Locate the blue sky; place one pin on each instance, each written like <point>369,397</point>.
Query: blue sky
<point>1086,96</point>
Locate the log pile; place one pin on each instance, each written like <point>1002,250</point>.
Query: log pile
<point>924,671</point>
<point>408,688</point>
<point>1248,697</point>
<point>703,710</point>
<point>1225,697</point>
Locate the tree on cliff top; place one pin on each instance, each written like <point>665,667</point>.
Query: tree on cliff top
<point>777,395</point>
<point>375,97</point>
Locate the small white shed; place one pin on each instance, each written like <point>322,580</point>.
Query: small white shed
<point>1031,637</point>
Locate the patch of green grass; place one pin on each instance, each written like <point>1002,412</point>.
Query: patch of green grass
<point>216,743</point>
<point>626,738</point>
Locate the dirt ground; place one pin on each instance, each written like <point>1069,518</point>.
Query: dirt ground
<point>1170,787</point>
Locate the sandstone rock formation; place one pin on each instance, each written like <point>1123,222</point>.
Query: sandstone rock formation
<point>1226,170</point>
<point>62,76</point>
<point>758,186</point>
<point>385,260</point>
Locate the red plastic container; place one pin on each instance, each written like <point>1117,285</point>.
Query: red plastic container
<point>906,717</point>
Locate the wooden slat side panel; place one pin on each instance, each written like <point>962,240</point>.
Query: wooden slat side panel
----
◆ What is needed: List every line above that holds the word "side".

◆ Written answer:
Locate the wooden slat side panel; place one pin on each instance, each written like <point>962,240</point>.
Query: wooden slat side panel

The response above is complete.